| Provided text |
-=-=-=-=-

Showing posts with label Duncan (Norman). Show all posts
Showing posts with label Duncan (Norman). Show all posts

17 December 2018

The Globe 100 179 of 1918



One month after the Armistice, the post-war world is in many ways unrecognizable. Consider this from the front page of the December 7, 1918, Globe:


The Austro-Hungarian Empire is gone... and so too is "The Season's Best Books in Review," the Globe's annual gathering of the year's finest titles. I was a fan of the latter (not the former), writing about it here, here, and here.


"Recent Books and the Outlook," the successor to "The Season's Best Books in Review," made its debut in that same December edition of the Globe. Though similar in appearance and length – five pages – there is a marked difference in tone, as evidenced in this early dig at our tardy allies to the south: "Of war books there is still a large output, but the situation has changed. Those dealing with actual fighting, on either great or small scale, have had their day in Canada, but they are still at high tide in the United States, which entered the war about three years later and consequently are so much behind in that respect."

A second dig follows from someone described only as a "competent critic," who notes that war verse hasn't nearly so plentiful as in previous years: "War became a mere business when the United States entered into the arena with their slogan, 'We've got four years to do this job.' No poet could become enthused over a job. This cessation of singing was inevitable, for the war had gone on long enough and had deteriorated into a debauch of mutual slaughter."

And yet, the war dominates Poetry, the first of the ten "Recent Books and the Outlook" sections:

The Volunteer and Other Poems - Herbert Asquith
Fighting Men of Canada - Douglas Leader Durkin
Canadian Poems of he Great War - John W. Garvin, ed.
Spun Yarn and Spindrift - Norah M. Holland
In the Day of Battle (revised) - Carrie Ellefscottn Holman, ed.
Poems and Plays, Volume 1 - John Masefield
In Flanders Fields and Other Poems - John McCrae
War - Ronald Campbell Mcfie
The Little Marshal and Other Poems - Owen E. McGillicuddy
Gitanjali and Fruit Gathering - Rabindranath Tagore
Songs of an Airman and Other Poems - Hartley Munro Thomas
Canadian Twilight and Other Poems - Bernard Freeman Trotter
Rough Rhymes of a Padre - Woodbine Willie

"Special attention should be paid by all lovers of poetry to the work of the late Lieut. Bernard Trotter of Toronto," writes the competent critic. This may explain how it is that Trotter's book, published in in 1917 and praised in that year's "Season's Best Books in Review,"  holds a spot in this 1918 list.

-=-=-=-=-

| Input rows |
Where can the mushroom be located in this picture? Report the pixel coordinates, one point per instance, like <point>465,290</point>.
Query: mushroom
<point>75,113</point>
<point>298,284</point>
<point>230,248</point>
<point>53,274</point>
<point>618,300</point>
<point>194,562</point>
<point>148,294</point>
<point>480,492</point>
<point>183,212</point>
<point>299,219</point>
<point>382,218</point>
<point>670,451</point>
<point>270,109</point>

-=-=-=-=-

| Actions to take |
a - Could you repeat the Globe post word for word, everything from "Poems and Plays, Volume" down to "this 1918 list."?
b - Can you express the rows, everything from the first one down to the line containing "<point>148,294</point>", as a Markdown table with the columns Row and Line, leaving out any blank lines?
The Globe post and the rows are two unrelated pieces of material.

| Task results |
a -
Poems and Plays, Volume 1 - John Masefield
In Flanders Fields and Other Poems - John McCrae
War - Ronald Campbell Mcfie
The Little Marshal and Other Poems - Owen E. McGillicuddy
Gitanjali and Fruit Gathering - Rabindranath Tagore
Songs of an Airman and Other Poems - Hartley Munro Thomas
Canadian Twilight and Other Poems - Bernard Freeman Trotter
Rough Rhymes of a Padre - Woodbine Willie

"Special attention should be paid by all lovers of poetry to the work of the late Lieut. Bernard Trotter of Toronto," writes the competent critic. This may explain how it is that Trotter's book, published in in 1917 and praised in that year's "Season's Best Books in Review,"  holds a spot in this 1918 list.

b -
| Row | Line |
|---|---|
| 1 | Where can the mushroom be located in this picture? Report the pixel coordinates, one point per instance, like <point>465,290</point>. |
| 2 | Query: mushroom |
| 3 | <point>75,113</point> |
| 4 | <point>298,284</point> |
| 5 | <point>230,248</point> |
| 6 | <point>53,274</point> |
| 7 | <point>618,300</point> |
| 8 | <point>194,562</point> |
| 9 | <point>148,294</point> |